■ **WRITTEN REQUEST**
Pick out every line in the records below that contains the string "dress", and copy those lines. Treat uppercase and lowercase letters as different.

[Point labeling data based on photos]
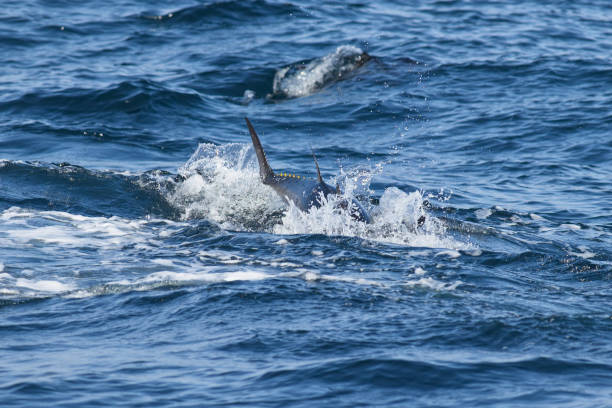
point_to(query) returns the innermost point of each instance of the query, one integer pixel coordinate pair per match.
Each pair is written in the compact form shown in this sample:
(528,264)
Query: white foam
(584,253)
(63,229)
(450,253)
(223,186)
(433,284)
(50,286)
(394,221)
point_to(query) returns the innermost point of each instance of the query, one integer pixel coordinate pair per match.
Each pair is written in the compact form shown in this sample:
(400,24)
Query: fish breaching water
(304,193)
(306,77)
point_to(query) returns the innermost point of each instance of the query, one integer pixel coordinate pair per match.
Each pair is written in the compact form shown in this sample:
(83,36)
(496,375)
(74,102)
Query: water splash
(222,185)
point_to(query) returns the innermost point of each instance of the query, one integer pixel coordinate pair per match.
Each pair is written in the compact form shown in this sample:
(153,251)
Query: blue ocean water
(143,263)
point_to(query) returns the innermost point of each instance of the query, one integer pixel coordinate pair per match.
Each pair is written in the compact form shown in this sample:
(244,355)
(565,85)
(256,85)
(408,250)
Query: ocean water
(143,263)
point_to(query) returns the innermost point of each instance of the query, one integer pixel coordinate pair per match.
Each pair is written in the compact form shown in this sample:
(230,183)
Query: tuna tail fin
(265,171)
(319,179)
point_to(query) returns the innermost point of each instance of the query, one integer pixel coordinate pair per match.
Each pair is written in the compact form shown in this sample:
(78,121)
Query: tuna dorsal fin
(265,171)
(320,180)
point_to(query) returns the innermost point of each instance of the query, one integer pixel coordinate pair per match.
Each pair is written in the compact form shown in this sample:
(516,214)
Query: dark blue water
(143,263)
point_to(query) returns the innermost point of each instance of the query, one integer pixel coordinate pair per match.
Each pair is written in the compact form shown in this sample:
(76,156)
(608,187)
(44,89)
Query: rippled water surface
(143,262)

==

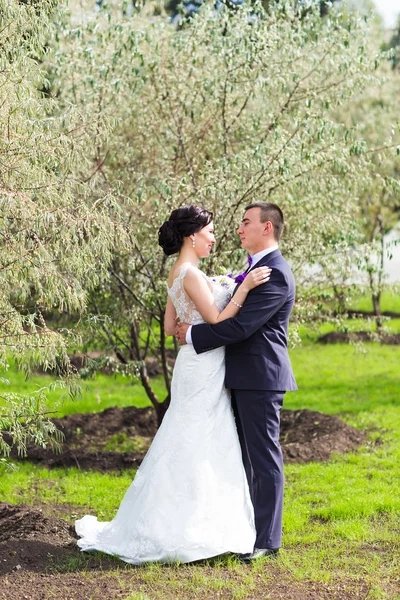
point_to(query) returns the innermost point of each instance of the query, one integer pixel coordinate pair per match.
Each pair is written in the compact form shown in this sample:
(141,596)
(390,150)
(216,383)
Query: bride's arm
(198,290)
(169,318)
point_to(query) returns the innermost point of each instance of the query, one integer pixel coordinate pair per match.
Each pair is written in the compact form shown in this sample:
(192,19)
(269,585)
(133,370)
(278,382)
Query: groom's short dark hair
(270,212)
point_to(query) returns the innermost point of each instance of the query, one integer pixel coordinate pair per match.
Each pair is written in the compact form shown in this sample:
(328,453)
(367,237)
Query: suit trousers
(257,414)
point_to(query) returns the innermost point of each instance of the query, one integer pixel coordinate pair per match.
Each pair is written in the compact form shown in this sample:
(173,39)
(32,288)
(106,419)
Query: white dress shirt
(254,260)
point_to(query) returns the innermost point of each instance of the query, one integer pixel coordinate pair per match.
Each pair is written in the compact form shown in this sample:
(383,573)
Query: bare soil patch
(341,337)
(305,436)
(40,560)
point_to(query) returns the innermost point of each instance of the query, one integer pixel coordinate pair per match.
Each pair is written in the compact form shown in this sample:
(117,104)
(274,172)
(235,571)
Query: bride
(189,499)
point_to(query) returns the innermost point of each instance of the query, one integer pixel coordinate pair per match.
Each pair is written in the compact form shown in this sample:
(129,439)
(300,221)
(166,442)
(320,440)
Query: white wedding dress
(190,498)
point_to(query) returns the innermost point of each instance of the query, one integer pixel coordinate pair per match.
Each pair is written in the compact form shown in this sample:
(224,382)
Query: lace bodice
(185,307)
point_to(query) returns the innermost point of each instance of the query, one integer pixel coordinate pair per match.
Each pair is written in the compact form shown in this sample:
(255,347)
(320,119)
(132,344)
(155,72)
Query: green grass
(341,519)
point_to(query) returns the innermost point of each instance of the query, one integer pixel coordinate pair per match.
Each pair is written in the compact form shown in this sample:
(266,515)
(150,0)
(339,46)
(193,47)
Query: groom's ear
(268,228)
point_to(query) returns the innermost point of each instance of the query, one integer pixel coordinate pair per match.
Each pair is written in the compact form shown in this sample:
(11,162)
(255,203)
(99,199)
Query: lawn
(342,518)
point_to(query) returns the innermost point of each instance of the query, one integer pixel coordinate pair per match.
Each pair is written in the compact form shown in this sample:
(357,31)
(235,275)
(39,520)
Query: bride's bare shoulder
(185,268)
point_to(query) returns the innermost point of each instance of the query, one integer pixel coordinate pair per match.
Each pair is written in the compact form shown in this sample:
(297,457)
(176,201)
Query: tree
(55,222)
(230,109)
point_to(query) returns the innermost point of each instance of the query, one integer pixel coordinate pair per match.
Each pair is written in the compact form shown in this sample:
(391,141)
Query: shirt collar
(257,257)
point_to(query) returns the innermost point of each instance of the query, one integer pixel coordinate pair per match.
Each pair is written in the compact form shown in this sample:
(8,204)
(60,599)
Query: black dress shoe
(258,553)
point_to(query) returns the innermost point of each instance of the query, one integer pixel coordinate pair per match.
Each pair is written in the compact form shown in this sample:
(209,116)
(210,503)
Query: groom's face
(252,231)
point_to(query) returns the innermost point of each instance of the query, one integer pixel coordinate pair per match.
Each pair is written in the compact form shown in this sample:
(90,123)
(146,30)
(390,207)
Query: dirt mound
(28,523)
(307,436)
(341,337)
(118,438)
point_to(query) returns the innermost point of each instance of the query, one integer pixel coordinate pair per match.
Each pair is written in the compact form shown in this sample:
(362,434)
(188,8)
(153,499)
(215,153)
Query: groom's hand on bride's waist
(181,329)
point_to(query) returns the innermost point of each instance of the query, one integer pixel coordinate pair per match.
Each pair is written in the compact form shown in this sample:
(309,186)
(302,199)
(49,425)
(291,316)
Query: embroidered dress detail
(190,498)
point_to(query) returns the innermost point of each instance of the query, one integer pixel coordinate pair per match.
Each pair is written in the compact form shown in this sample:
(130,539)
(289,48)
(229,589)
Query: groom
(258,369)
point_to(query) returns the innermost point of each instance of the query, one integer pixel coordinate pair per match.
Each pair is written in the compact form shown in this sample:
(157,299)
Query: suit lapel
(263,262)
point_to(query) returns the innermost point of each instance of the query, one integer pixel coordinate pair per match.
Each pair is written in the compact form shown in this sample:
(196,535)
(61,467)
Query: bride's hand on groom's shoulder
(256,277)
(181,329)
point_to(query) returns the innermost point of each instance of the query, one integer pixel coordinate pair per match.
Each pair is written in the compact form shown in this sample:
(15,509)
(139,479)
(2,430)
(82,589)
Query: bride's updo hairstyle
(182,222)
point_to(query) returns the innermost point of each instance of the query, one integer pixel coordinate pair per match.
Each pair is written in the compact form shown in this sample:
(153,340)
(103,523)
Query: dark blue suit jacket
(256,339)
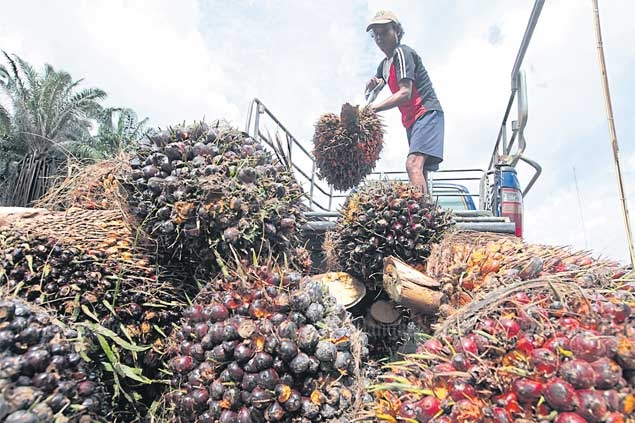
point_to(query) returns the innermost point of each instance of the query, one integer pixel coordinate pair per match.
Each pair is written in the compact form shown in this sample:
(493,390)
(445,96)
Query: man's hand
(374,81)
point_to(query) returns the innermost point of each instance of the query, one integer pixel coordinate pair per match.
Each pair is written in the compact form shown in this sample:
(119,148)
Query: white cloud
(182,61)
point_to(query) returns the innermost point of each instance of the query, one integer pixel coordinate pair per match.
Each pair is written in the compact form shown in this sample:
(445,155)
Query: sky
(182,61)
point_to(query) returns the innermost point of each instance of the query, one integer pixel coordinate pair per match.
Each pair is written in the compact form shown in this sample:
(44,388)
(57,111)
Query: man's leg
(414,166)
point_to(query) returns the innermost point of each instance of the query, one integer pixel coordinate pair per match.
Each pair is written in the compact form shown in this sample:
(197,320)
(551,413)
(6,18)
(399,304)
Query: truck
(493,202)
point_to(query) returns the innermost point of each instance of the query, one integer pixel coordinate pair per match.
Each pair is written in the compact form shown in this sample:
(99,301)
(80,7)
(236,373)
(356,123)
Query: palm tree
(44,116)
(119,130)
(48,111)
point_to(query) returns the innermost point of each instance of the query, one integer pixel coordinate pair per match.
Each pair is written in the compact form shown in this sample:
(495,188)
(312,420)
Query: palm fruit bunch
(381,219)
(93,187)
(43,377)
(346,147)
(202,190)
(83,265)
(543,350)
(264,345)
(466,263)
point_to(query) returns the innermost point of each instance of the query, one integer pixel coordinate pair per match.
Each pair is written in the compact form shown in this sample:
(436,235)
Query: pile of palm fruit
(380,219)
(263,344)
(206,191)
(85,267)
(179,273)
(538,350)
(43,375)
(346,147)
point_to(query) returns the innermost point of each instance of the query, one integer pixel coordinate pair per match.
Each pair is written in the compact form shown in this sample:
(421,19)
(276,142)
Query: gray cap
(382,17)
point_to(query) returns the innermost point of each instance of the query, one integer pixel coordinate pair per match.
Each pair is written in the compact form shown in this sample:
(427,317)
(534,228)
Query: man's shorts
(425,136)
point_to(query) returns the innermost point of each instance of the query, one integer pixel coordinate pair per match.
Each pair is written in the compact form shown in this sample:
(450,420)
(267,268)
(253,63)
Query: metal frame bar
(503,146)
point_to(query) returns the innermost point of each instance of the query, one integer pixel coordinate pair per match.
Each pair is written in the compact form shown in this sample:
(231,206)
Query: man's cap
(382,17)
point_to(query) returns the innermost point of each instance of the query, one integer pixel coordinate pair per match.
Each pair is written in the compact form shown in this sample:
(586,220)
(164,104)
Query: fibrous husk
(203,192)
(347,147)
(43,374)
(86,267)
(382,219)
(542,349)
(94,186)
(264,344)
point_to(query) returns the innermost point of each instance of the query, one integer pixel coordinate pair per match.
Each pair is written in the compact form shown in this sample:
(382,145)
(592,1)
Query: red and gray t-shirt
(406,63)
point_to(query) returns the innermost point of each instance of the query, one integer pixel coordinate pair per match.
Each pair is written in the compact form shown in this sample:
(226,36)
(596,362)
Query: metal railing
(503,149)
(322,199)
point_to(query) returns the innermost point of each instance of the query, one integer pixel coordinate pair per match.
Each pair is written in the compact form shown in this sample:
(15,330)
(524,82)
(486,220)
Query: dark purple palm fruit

■ **OUTPUT OF THE TASK**
Query: white dress shirt
Query: white wedding dress
Query: black dress shoe
Query: embroidered dress detail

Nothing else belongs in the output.